- Exercise requirements -
From the line containing "Pin every instance of the yellow flower" through the last line of the data, return those lines exactly as written and nothing more.

## BEGIN Task material

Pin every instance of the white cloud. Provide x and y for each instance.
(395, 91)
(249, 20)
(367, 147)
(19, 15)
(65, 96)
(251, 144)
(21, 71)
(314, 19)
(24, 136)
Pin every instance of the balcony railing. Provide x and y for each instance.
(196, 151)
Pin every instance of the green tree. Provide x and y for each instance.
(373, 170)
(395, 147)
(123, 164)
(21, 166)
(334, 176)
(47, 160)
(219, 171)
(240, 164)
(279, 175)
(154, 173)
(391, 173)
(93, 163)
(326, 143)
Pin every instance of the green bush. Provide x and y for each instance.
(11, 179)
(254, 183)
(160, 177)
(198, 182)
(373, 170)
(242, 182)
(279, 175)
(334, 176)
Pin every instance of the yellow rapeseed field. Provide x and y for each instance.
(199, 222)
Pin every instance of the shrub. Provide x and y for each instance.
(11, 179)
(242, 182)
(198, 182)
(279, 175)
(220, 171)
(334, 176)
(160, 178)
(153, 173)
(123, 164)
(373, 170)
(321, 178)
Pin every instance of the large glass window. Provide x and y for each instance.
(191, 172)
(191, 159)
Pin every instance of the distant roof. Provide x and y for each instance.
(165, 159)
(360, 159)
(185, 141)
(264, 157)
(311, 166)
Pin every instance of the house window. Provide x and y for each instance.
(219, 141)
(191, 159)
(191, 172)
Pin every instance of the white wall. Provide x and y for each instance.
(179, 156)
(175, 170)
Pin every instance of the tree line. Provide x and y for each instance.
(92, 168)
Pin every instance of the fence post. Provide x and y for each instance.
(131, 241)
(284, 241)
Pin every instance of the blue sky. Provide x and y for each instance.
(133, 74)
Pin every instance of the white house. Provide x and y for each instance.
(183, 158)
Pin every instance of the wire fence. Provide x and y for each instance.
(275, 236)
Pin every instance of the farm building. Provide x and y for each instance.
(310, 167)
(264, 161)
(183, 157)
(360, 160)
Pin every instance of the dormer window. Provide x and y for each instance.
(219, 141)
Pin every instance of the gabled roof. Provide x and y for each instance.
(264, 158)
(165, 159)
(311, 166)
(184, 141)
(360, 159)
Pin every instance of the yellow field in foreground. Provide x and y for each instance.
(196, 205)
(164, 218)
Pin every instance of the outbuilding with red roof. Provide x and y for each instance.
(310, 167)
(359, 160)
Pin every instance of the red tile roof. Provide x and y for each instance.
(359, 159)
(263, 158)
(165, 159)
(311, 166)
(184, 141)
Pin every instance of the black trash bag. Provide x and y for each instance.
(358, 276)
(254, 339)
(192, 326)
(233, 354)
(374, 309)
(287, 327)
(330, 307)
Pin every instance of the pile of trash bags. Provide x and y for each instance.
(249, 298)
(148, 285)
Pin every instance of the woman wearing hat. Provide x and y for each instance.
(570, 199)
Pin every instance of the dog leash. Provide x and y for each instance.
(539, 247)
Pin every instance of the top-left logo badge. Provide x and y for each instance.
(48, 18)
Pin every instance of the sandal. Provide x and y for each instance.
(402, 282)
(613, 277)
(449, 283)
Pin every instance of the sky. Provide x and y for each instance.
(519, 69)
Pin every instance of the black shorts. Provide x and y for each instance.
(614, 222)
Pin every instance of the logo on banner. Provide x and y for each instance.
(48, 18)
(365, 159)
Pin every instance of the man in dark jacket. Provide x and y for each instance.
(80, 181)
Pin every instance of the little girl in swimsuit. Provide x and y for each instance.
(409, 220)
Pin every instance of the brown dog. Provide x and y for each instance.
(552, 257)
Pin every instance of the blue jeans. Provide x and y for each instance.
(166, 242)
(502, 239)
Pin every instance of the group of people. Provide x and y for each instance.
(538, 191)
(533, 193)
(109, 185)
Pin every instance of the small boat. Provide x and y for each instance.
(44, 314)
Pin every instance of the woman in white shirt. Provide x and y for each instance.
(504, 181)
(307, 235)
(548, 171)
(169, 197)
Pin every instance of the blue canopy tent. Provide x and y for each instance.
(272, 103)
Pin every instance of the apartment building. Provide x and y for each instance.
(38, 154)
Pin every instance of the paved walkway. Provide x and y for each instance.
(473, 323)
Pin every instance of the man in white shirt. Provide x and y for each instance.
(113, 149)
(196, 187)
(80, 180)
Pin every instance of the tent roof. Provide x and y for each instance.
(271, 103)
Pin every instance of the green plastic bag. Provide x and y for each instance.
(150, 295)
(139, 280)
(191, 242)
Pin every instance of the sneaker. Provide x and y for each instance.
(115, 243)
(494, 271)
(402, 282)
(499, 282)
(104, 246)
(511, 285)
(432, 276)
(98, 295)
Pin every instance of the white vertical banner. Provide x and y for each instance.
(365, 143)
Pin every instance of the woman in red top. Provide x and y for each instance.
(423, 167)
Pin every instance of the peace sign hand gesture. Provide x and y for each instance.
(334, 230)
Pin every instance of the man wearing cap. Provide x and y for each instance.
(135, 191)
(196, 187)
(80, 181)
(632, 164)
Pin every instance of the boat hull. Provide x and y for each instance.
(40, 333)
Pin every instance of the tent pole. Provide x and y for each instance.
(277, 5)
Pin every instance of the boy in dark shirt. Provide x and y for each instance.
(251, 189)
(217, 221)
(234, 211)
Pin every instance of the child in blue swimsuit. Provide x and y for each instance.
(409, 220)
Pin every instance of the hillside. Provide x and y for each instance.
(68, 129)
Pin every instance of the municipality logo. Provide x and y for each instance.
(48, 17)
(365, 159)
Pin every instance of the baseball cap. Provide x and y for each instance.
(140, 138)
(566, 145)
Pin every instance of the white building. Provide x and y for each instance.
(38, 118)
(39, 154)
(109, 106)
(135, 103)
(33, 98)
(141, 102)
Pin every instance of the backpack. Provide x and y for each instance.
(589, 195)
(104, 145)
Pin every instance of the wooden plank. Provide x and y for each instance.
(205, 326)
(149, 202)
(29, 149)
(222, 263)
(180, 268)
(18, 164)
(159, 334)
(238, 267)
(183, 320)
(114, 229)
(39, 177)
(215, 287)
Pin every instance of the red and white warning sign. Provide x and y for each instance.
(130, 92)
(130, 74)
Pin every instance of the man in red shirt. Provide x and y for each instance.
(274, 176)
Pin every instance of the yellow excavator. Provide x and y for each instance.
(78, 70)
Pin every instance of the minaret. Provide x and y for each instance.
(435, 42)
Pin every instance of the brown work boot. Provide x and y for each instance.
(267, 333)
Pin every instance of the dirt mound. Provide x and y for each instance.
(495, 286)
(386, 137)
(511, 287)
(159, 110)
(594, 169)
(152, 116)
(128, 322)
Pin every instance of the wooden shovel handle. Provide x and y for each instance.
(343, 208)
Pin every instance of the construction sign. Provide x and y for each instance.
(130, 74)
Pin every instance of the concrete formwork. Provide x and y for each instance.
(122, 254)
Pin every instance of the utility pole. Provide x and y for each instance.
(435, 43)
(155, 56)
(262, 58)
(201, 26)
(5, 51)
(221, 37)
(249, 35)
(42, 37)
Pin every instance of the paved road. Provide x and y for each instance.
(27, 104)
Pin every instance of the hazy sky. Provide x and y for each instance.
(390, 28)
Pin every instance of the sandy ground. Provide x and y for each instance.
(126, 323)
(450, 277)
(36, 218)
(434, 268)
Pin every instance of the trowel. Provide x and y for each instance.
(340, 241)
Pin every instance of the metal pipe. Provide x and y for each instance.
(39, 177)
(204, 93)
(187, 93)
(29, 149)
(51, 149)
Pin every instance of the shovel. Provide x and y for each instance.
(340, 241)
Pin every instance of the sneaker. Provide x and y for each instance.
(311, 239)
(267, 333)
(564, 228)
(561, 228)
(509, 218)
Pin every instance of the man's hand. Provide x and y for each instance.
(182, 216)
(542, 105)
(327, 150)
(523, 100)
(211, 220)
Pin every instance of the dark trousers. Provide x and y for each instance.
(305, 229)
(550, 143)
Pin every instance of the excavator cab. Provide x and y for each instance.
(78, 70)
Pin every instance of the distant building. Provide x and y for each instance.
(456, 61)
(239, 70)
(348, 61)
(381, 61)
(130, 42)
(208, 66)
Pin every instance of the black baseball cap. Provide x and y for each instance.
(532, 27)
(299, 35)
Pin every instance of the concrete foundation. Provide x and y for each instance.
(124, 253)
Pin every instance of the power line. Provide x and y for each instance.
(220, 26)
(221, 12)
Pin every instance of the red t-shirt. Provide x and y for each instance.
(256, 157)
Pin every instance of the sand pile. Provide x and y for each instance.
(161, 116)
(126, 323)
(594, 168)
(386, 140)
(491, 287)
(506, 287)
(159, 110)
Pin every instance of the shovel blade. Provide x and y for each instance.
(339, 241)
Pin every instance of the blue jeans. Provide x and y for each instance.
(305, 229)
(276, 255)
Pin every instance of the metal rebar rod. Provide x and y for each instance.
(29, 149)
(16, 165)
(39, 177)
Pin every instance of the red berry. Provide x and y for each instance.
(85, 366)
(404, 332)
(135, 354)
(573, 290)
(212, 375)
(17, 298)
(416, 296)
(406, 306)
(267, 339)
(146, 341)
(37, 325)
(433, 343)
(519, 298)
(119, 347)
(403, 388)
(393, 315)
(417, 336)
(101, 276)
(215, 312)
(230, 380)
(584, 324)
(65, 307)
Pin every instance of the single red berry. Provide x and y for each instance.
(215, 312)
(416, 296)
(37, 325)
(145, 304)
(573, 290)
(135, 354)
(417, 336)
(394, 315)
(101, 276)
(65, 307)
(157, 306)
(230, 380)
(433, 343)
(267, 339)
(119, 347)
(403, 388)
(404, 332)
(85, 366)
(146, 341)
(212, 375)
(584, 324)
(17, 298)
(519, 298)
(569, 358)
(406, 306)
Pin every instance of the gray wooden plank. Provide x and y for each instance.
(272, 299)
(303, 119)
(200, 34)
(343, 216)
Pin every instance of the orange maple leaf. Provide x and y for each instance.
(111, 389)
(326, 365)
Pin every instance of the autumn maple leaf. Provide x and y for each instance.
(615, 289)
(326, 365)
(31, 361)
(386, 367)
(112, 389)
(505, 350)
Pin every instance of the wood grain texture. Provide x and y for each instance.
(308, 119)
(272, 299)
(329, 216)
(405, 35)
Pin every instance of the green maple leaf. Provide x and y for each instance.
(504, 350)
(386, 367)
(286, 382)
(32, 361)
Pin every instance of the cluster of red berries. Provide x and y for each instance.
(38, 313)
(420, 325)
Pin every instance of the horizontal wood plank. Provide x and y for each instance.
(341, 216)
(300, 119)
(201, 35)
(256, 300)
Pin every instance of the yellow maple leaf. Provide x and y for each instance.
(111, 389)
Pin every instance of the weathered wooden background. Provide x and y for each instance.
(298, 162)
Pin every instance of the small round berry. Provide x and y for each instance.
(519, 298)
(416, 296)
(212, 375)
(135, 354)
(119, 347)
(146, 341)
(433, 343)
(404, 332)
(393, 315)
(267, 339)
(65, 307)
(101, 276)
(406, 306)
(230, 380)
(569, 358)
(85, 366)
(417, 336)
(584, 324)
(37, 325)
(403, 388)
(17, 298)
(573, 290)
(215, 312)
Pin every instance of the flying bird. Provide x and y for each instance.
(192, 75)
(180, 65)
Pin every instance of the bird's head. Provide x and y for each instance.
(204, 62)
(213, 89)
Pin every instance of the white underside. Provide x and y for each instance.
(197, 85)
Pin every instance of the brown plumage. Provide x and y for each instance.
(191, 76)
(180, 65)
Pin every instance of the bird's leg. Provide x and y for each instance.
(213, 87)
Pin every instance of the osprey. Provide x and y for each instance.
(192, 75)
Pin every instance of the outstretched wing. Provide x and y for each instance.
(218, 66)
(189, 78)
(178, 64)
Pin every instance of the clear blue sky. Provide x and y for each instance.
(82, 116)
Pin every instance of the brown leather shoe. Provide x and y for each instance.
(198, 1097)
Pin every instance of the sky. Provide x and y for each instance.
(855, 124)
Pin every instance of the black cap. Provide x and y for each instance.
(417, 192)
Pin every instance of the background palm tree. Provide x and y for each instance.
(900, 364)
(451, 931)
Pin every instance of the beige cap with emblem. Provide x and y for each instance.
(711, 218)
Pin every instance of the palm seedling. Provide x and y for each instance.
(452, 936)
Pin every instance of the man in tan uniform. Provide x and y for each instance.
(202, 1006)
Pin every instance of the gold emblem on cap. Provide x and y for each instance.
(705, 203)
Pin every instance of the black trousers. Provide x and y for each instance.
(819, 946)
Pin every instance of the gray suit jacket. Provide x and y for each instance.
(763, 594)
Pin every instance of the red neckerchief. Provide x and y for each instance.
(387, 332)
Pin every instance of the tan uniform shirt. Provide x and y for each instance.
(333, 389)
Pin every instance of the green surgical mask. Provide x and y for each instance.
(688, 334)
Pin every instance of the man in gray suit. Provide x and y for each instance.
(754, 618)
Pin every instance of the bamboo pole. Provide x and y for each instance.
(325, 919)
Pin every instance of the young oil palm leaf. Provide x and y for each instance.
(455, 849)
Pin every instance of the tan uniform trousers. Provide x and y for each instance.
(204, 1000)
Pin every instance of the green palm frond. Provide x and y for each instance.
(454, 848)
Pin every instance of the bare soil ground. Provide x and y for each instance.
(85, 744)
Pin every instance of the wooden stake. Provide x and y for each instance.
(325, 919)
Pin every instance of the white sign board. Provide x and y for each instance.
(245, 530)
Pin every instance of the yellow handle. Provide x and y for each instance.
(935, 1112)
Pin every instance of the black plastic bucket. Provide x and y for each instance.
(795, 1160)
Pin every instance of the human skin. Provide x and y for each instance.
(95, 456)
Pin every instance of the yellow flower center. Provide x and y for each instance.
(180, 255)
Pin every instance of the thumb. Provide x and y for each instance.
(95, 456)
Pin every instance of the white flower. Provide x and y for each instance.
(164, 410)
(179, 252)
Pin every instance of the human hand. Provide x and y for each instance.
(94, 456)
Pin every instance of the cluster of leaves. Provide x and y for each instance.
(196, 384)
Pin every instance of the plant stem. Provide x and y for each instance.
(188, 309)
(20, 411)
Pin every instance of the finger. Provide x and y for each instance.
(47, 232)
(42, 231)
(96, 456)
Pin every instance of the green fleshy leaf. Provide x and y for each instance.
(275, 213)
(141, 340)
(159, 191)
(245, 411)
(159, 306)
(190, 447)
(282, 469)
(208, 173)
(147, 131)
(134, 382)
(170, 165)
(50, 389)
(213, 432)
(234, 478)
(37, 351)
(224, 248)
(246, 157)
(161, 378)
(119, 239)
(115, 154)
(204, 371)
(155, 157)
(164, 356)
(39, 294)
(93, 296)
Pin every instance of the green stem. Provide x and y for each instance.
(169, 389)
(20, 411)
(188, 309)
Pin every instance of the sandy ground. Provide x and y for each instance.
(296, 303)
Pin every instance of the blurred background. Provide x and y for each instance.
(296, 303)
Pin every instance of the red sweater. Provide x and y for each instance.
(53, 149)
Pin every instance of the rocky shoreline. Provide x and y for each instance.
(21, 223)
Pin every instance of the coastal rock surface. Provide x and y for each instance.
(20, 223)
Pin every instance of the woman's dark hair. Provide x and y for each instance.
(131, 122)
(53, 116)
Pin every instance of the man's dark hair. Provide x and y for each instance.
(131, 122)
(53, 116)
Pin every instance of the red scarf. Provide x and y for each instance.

## END Task material

- Task answer -
Pin every instance of the yellow flower center. Provide x and y for each instance.
(180, 255)
Pin every instance of the thumb. Provide x and y for each instance.
(95, 456)
Pin every instance of the white flower. Provide x and y for each instance.
(164, 410)
(179, 252)
Pin every instance of the human hand. Provide x and y for each instance.
(94, 456)
Pin every instance of the cluster of leaves. Provide x and y for each instance.
(196, 384)
Pin every instance of the plant stem. Provide x and y for each instance.
(188, 309)
(20, 411)
Pin every instance of the finger. Provide x and y for each instance.
(47, 232)
(42, 231)
(96, 456)
Pin every instance of the green fleshy leaf. Provide x and y for each instance.
(275, 213)
(141, 340)
(159, 191)
(245, 411)
(159, 306)
(190, 447)
(282, 469)
(208, 173)
(147, 131)
(134, 382)
(170, 165)
(50, 389)
(213, 432)
(234, 478)
(37, 351)
(224, 248)
(246, 157)
(161, 378)
(119, 239)
(115, 154)
(204, 371)
(155, 157)
(164, 356)
(39, 294)
(93, 296)
Pin every instance of the green stem. Provide x and y for each instance.
(169, 389)
(20, 411)
(188, 309)
Pin every instance of the sandy ground. Provide x and y for each instance.
(296, 303)
Pin every instance of the blurred background. Provide x and y for each instance.
(296, 303)
Pin every instance of the red sweater. Provide x and y for each instance.
(53, 149)
Pin every instance of the rocky shoreline. Provide x and y for each instance.
(21, 223)
Pin every instance of the coastal rock surface. Provide x and y for each instance.
(20, 223)
Pin every instance of the woman's dark hair. Provide x and y for each instance.
(131, 122)
(53, 116)
Pin every instance of the man's dark hair. Provide x and y for each instance.
(131, 122)
(53, 116)
Pin every instance of the red scarf. Provide x and y for each instance.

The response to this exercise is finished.